§ Text passage
# # # #

A magical, comic, and ultimately profound story of old Kirkuk


Set in the northern Iraqi city of Kirkuk during the 1950s, The Last of the Angels tells the slyly humorous tale of three strikingly different people in one small neighborhood. During a labor strike against the British-run Iraq Petroleum Company, Hameed Nylon becomes a labor organizer and later a revolutionary, like his hero, Mao Tse-Tung. His brother-in-law, the sheep butcher Khidir Musa, travels to the Soviet Union to find his long-lost brothers, and returns home to great acclaim (and personal fortune) in an airship. Meanwhile, a young boy named Burhan Abdullah discovers an old chest in the attic of his family’s house that lets him talk to angels. By turns satiric, picaresque, and apocalyptic, The Last of the Angels paints a loving, panoramic, and elegiac portrait of Kirkuk in the final years of Iraq’s monarchy. But as the grim reality of modern Iraqi history catches up with the novel’s events, we come to learn the depth and complexity of Hameed Nylon, Khidir Musa, and Burhan Abdullah, and al-Azzawi’s comic novel becomes a moving tale of growing up in a dangerous world.

# # # #

§ Dataset rows
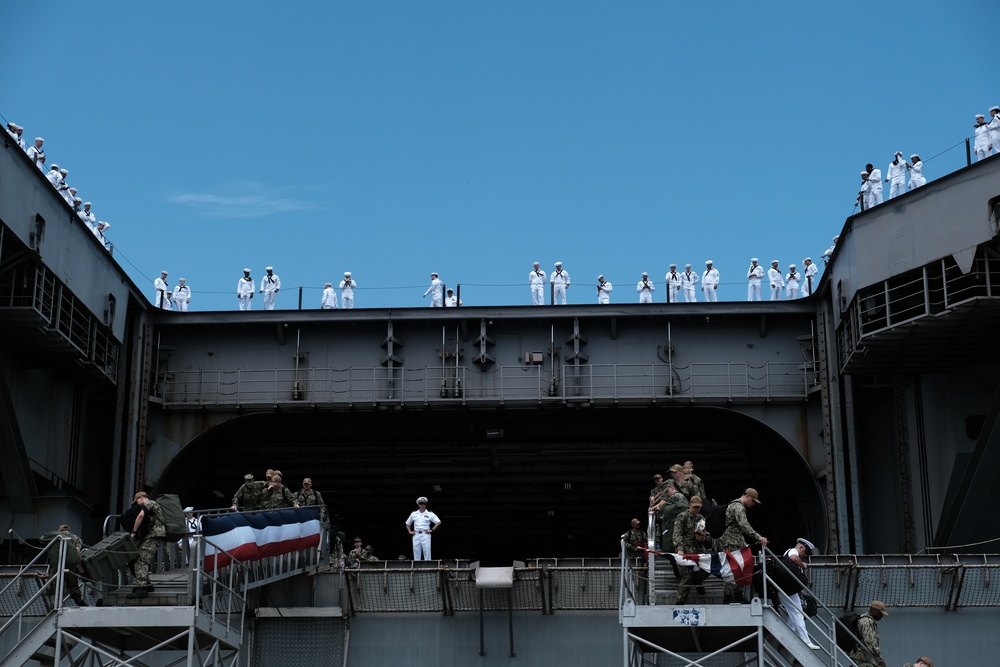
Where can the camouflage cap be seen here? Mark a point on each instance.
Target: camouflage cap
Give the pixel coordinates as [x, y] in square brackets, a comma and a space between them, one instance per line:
[879, 605]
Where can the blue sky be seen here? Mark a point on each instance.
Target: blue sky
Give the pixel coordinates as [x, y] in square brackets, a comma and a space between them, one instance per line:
[393, 139]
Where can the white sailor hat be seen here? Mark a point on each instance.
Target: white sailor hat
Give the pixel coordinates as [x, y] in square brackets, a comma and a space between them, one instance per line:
[809, 545]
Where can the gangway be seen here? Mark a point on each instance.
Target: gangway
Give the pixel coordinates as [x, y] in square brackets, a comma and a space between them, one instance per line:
[697, 633]
[195, 615]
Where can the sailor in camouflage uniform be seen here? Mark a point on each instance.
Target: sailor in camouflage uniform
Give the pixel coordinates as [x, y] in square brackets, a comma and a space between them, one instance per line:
[150, 543]
[868, 634]
[276, 495]
[690, 537]
[247, 496]
[635, 540]
[738, 532]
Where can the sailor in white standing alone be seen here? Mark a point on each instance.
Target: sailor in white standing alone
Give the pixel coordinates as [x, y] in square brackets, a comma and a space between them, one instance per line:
[244, 290]
[536, 280]
[436, 290]
[645, 288]
[420, 524]
[754, 275]
[710, 282]
[688, 280]
[329, 299]
[182, 296]
[777, 282]
[560, 283]
[896, 175]
[160, 299]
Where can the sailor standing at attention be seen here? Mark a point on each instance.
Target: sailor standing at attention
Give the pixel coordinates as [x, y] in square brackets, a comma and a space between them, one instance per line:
[896, 175]
[436, 290]
[560, 283]
[603, 290]
[536, 280]
[244, 290]
[674, 284]
[777, 282]
[710, 282]
[688, 280]
[645, 289]
[754, 274]
[269, 286]
[160, 284]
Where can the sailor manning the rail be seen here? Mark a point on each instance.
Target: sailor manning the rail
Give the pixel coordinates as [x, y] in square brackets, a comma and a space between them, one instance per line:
[754, 274]
[420, 524]
[269, 286]
[244, 290]
[645, 288]
[560, 283]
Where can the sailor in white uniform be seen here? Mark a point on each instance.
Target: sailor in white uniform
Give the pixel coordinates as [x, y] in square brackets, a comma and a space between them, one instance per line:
[982, 128]
[809, 277]
[896, 175]
[754, 274]
[645, 288]
[160, 296]
[329, 299]
[603, 290]
[244, 290]
[559, 280]
[792, 283]
[420, 524]
[436, 290]
[536, 280]
[916, 169]
[688, 280]
[710, 282]
[875, 186]
[777, 281]
[269, 286]
[347, 287]
[182, 296]
[673, 280]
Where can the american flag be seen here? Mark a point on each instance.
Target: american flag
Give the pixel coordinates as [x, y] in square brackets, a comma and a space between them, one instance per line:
[734, 566]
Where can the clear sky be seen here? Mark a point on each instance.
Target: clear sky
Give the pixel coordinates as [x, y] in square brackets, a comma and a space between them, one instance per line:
[392, 139]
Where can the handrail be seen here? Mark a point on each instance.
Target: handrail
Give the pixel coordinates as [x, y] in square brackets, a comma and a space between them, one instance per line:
[828, 630]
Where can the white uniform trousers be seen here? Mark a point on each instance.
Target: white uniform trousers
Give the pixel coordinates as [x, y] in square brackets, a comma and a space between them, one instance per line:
[538, 295]
[422, 545]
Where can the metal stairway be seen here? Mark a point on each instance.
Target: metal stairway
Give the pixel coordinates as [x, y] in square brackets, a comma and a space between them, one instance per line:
[192, 617]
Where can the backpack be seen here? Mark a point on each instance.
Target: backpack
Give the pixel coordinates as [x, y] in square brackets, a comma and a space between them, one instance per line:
[715, 520]
[127, 520]
[173, 516]
[847, 639]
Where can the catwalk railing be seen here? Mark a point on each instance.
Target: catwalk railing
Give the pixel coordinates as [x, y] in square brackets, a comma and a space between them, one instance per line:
[929, 291]
[730, 381]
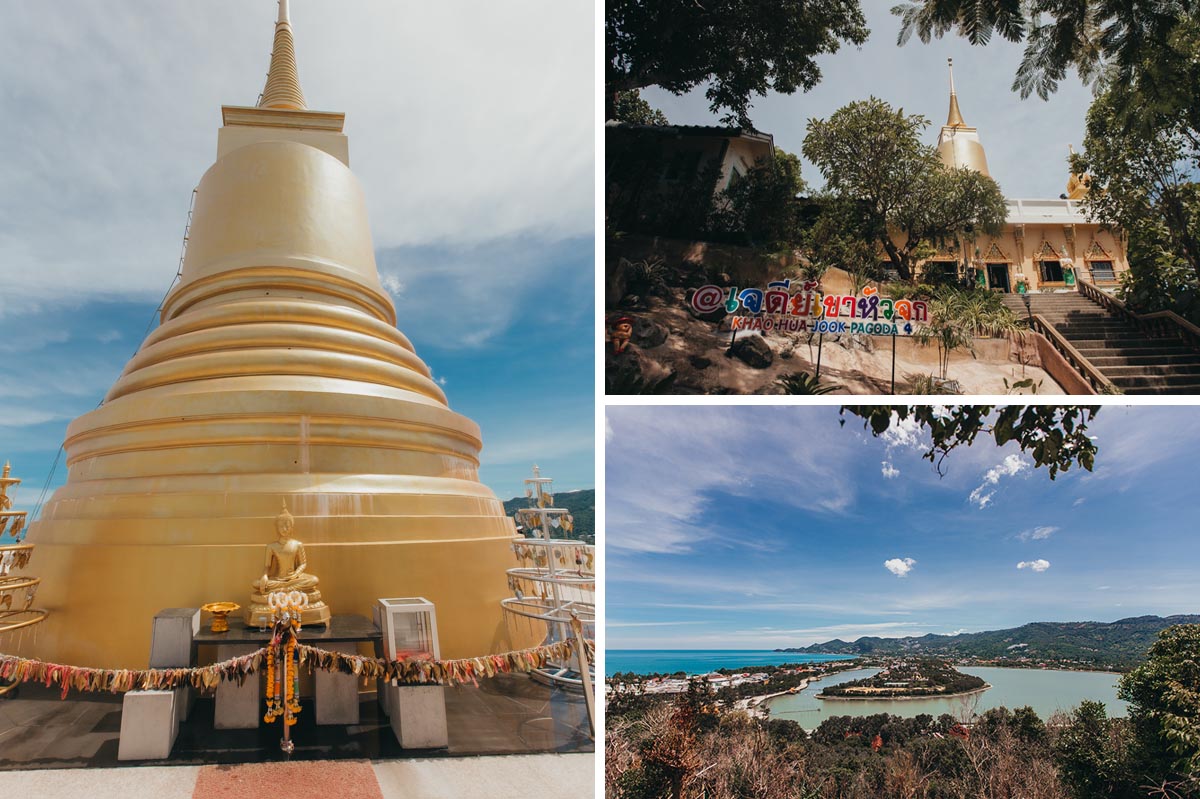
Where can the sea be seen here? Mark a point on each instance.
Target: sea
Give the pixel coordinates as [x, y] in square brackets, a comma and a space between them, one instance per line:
[700, 661]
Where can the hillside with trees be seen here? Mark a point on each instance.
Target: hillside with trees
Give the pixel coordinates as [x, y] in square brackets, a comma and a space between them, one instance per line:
[582, 505]
[1117, 644]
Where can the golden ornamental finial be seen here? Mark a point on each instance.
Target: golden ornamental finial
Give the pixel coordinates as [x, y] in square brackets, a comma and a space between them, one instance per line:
[282, 89]
[954, 119]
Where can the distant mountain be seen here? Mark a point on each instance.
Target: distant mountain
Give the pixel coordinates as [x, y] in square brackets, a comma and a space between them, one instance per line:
[1117, 643]
[582, 505]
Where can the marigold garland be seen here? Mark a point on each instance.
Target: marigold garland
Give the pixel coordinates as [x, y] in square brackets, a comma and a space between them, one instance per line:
[451, 672]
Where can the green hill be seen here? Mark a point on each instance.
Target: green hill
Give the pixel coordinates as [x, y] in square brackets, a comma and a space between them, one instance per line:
[1120, 643]
[582, 505]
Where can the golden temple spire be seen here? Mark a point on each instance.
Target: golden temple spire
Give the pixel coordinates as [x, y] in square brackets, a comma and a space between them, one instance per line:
[955, 116]
[282, 88]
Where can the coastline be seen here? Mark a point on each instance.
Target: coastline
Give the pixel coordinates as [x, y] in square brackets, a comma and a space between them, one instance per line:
[903, 698]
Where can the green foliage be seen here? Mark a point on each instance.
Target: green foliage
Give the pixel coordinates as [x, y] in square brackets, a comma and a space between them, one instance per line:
[1091, 754]
[582, 505]
[639, 202]
[924, 676]
[959, 316]
[1103, 41]
[873, 157]
[802, 383]
[1054, 436]
[839, 238]
[1117, 644]
[629, 107]
[1165, 697]
[736, 48]
[762, 205]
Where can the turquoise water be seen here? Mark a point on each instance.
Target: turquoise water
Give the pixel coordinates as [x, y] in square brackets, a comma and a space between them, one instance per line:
[1044, 690]
[700, 661]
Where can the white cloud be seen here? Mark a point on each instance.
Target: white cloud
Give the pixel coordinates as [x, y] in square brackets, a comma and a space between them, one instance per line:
[981, 498]
[1011, 466]
[487, 145]
[1037, 533]
[899, 566]
[903, 432]
[391, 283]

# # # #

§ Exercise directions
Copy out the whole description of the novel The Last of the Angels from above word for word.

§ In response
A magical, comic, and ultimately profound story of old Kirkuk


Set in the northern Iraqi city of Kirkuk during the 1950s, The Last of the Angels tells the slyly humorous tale of three strikingly different people in one small neighborhood. During a labor strike against the British-run Iraq Petroleum Company, Hameed Nylon becomes a labor organizer and later a revolutionary, like his hero, Mao Tse-Tung. His brother-in-law, the sheep butcher Khidir Musa, travels to the Soviet Union to find his long-lost brothers, and returns home to great acclaim (and personal fortune) in an airship. Meanwhile, a young boy named Burhan Abdullah discovers an old chest in the attic of his family’s house that lets him talk to angels. By turns satiric, picaresque, and apocalyptic, The Last of the Angels paints a loving, panoramic, and elegiac portrait of Kirkuk in the final years of Iraq’s monarchy. But as the grim reality of modern Iraqi history catches up with the novel’s events, we come to learn the depth and complexity of Hameed Nylon, Khidir Musa, and Burhan Abdullah, and al-Azzawi’s comic novel becomes a moving tale of growing up in a dangerous world.